## Listed records

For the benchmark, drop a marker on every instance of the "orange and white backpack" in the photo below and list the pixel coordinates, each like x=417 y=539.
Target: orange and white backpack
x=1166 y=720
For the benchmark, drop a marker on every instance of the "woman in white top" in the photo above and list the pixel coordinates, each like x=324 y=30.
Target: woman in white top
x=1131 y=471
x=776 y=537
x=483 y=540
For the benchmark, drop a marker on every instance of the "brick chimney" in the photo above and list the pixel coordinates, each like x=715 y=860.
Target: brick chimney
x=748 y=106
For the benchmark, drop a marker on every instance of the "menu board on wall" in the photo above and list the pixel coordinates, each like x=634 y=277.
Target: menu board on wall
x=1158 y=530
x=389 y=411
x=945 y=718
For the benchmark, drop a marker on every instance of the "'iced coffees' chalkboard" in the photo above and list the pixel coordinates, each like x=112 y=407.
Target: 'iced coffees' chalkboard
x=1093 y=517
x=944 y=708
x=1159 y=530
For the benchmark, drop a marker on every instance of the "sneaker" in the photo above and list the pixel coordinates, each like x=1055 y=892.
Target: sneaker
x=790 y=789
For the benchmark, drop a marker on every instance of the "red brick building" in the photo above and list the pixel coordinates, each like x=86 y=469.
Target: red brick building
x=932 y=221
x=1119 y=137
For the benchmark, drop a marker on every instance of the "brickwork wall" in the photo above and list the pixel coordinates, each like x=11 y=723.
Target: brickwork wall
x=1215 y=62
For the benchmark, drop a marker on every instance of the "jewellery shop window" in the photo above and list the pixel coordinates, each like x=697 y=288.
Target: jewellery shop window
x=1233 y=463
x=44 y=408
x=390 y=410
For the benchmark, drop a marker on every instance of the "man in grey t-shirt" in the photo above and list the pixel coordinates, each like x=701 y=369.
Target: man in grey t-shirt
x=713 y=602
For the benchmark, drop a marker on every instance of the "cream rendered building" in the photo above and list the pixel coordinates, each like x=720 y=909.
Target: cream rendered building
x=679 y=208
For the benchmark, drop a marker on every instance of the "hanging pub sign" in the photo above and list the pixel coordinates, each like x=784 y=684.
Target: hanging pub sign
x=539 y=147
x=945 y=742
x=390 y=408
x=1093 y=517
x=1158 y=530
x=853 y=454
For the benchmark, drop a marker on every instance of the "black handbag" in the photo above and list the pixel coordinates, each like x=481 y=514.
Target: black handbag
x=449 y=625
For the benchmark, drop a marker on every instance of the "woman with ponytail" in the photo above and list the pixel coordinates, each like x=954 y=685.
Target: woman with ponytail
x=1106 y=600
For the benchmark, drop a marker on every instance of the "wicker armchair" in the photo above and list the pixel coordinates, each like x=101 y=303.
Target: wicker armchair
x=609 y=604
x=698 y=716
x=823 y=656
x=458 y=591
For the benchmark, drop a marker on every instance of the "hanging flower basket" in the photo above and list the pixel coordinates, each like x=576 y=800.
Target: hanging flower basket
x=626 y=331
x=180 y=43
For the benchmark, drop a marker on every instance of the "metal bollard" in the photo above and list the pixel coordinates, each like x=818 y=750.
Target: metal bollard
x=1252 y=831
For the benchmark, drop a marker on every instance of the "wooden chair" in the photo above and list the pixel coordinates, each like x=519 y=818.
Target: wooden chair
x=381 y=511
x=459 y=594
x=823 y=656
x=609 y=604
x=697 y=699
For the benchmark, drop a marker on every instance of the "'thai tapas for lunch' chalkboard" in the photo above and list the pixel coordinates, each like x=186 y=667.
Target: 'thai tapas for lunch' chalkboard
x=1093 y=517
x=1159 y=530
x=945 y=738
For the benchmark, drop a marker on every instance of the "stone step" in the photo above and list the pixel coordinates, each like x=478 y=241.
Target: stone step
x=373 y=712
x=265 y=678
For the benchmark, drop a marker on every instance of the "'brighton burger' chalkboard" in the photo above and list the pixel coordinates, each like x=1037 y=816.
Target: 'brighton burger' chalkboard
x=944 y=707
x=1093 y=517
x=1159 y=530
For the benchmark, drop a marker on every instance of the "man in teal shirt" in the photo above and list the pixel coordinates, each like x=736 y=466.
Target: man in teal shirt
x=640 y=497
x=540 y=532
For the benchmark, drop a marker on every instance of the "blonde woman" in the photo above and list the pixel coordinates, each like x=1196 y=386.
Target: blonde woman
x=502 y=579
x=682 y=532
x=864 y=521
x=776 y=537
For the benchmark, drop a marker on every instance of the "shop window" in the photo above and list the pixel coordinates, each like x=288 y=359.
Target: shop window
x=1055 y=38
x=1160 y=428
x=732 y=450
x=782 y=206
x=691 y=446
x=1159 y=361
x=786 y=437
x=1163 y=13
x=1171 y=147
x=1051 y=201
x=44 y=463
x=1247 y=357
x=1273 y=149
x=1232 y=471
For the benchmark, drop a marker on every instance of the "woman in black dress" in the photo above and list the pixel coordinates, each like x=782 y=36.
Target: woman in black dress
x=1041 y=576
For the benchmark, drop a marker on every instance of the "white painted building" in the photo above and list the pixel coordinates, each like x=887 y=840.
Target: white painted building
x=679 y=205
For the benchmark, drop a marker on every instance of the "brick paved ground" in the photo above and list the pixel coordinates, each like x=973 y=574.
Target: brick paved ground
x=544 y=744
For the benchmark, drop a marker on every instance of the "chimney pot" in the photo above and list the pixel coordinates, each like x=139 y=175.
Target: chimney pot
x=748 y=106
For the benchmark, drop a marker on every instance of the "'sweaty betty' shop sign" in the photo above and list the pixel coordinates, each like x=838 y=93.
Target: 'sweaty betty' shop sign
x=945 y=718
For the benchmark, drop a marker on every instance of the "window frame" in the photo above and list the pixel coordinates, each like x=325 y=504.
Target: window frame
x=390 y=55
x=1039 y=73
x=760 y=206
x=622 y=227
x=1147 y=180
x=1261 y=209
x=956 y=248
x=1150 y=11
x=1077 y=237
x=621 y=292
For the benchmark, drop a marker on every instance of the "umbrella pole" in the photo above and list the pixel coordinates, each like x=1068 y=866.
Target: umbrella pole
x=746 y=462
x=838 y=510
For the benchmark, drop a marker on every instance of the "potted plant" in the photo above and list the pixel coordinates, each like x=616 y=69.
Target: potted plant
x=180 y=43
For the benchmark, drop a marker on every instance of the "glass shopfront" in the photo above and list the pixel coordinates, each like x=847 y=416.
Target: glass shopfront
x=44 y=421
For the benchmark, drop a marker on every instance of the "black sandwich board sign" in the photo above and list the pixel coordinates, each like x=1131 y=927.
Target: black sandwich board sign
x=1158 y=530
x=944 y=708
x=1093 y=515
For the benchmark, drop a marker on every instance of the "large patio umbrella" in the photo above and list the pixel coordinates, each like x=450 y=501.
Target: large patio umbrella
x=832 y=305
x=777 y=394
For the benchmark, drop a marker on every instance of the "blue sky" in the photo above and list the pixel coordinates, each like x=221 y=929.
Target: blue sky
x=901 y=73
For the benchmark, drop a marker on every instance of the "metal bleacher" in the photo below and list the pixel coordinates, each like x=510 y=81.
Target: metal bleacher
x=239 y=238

## Directions
Retype all of the rows above, character for character, without changing anything.

## Exercise result
For the benchmark, drop a marker on every instance of the "orange and white backpack" in the photo below and list the pixel coordinates, each like x=417 y=539.
Target: orange and white backpack
x=1166 y=720
For the benchmark, drop a marker on every instance of the "woman in white top" in the photo above and list the pixel coordinates, each like x=324 y=30.
Target: woman in white top
x=1131 y=471
x=776 y=537
x=483 y=540
For the benchmark, drop a marker on every instance of the "brick chimney" in the photo above and list the pixel coordinates, each like x=715 y=860.
Target: brick chimney
x=748 y=106
For the benchmark, drop a marker on every instance of the "menu board on wall" in the photo above and list the pixel coordinates, each like x=634 y=277.
Target: menu board on wall
x=1158 y=530
x=389 y=411
x=945 y=718
For the benchmark, drop a marker on every instance of the "'iced coffees' chalkboard" in the photo above and list the pixel coordinates, each like x=112 y=407.
Target: 'iced coffees' chalkboard
x=1093 y=517
x=944 y=708
x=1159 y=530
For the benchmark, drop a marker on every instance of the "sneaker" in the photo above and list the pixel coordinates, each like x=1055 y=892.
Target: sneaker
x=790 y=789
For the benchmark, drop a marker on every instance of the "red brick building" in the photo above and list the pixel coordinates, each like x=86 y=469.
Target: red brick building
x=932 y=221
x=1119 y=137
For the benchmark, drop a marker on every instance of the "brickwork wall" in the photo above and list the pixel coordinates, each like x=11 y=723.
Target: brickwork wall
x=1215 y=62
For the benchmark, drop a marker on every instance of the "jewellery shop window" in the photo above and list the pixel coordinates, each like x=697 y=288.
Target: jewellery shop window
x=1233 y=463
x=44 y=408
x=390 y=410
For the benchmark, drop a marker on every instance of the "man in grey t-shirt" in the photo above and list the pixel coordinates, each like x=701 y=369.
Target: man in grey t-shirt
x=713 y=602
For the benchmark, drop a marker on every instance of the "cream rendered building" in the photo above and list the pixel coordinates, each like x=720 y=909.
Target: cream rendered building
x=679 y=208
For the benchmark, drop a marker on every instance of the "hanging pub sign" in the photo above and list the pixel coordinates, each like x=784 y=684.
Target: hanging pub sign
x=539 y=147
x=945 y=742
x=390 y=408
x=1093 y=517
x=1158 y=530
x=853 y=454
For the benchmark, drop a marker on every instance of the "black handbag" in the photo above and list the pixel coordinates, each like x=481 y=514.
Target: black handbag
x=449 y=625
For the benchmark, drop a marker on every instance of the "woman with ponytail" in the photo above and list the pixel coordinates, each like x=954 y=685.
Target: woman with ponytail
x=1106 y=600
For the benchmark, drop a marker on every instance of the "wicker armchair" in the photo above and list the pixel coordinates, each like x=101 y=303.
Target: wicker armchair
x=609 y=604
x=698 y=716
x=823 y=656
x=458 y=591
For the benchmark, drop a marker on every instance of the "hanging flower basket" in the photo above and list the pixel coordinates, each like x=576 y=800.
Target: hanging flower basket
x=626 y=331
x=180 y=43
For the benchmark, drop a marker on every instance of the "metal bollard" in the photo above and list the pixel coordinates, each like x=818 y=750.
Target: metal bollard
x=1252 y=831
For the benchmark, drop a marker on every instance of the "wooden chair" in the photo above and list the pixel coordinates, each like x=519 y=818.
Target: wooden chair
x=381 y=511
x=459 y=594
x=823 y=656
x=609 y=604
x=697 y=699
For the benchmark, drop a marker on every instance of the "'thai tapas for lunch' chalkboard" in the photo above and list the pixel coordinates, each like x=186 y=667.
Target: 'thai tapas for lunch' chalkboard
x=1093 y=517
x=1159 y=530
x=945 y=738
For the benchmark, drop a marker on every instance of the "stone step" in the photo above and list the pixel coordinates, each like x=478 y=241.
Target: stone step
x=373 y=712
x=265 y=678
For the benchmark, drop a marker on every instance of the "'brighton burger' chalkboard" in the photo above and list the pixel coordinates, each like x=1037 y=816.
Target: 'brighton burger' chalkboard
x=944 y=707
x=1093 y=517
x=1159 y=530
For the benchmark, drop a marker on every instance of the "man in teal shirt" in the photo above and list the pixel coordinates, each like x=736 y=466.
Target: man in teal shirt
x=640 y=497
x=540 y=532
For the benchmark, drop a marker on every instance of the "blonde woman" in the photo above and list the pixel coordinates, each like x=1196 y=386.
Target: blonde woman
x=502 y=579
x=682 y=532
x=864 y=521
x=776 y=537
For the benchmark, drop a marker on every instance of the "shop window" in the photo above and list the pixel coordinates, each like x=288 y=359.
Target: shop window
x=1055 y=38
x=1160 y=428
x=732 y=450
x=782 y=206
x=691 y=446
x=1159 y=361
x=786 y=437
x=1163 y=13
x=1171 y=147
x=1051 y=201
x=44 y=463
x=1247 y=357
x=1273 y=149
x=1232 y=471
For the benchmark, drop a marker on every instance of the "woman in black dress" in the photo above and list the pixel coordinates, each like x=782 y=36.
Target: woman in black dress
x=1041 y=576
For the benchmark, drop a marker on every instance of the "white painted building" in the photo above and list the pixel coordinates, each like x=887 y=840.
Target: white painted building
x=679 y=205
For the benchmark, drop a marker on every instance of the "brick paved ground" in the photo above and list the pixel coordinates, each like x=973 y=574.
Target: brick paved ground
x=544 y=744
For the benchmark, drop a marker on every instance of the "chimney pot" in the photo above and list the pixel coordinates, each like x=139 y=175.
Target: chimney pot
x=748 y=106
For the benchmark, drop a marker on every instance of the "'sweaty betty' shop sign" in the photo above and list the pixel coordinates, each like x=838 y=93.
Target: 'sweaty betty' shop sign
x=945 y=718
For the benchmark, drop a marker on every instance of the "window frame" in the photo above and list the pixel coordinates, each like x=325 y=504.
Target: window frame
x=390 y=55
x=1039 y=73
x=760 y=206
x=622 y=227
x=1147 y=180
x=1261 y=209
x=956 y=248
x=1150 y=11
x=1077 y=237
x=621 y=292
For the benchmark, drop a marker on every instance of the "umbrella pole" in the photo above and list the pixel coordinates, each like x=1068 y=866.
Target: umbrella pole
x=746 y=462
x=838 y=510
For the benchmark, drop a marker on every instance of the "potted plant" in the photo above and list the pixel coordinates, each like x=616 y=69.
Target: potted plant
x=180 y=43
For the benchmark, drop a marker on every instance of the "glass shopfront" in the photo above and list the pixel coordinates, each like x=847 y=416.
Target: glass shopfront
x=44 y=421
For the benchmark, drop a marker on every instance of the "black sandwich board sign" in the photo above and list the pixel coordinates, each like x=1131 y=927.
Target: black sandwich board sign
x=1158 y=530
x=944 y=708
x=1093 y=515
For the benchmark, drop a marker on every instance of the "large patio umbrella" in the photo above and list the pixel coordinates, each like x=450 y=501.
Target: large patio umbrella
x=832 y=305
x=777 y=394
For the benchmark, drop a marker on every instance of the "blue sky" in the photo above and list the pixel coordinates, each like x=221 y=929.
Target: blue sky
x=901 y=73
For the benchmark, drop a marker on every instance of the "metal bleacher" in the photo below and list the pixel coordinates, each like x=510 y=81.
Target: metal bleacher
x=239 y=238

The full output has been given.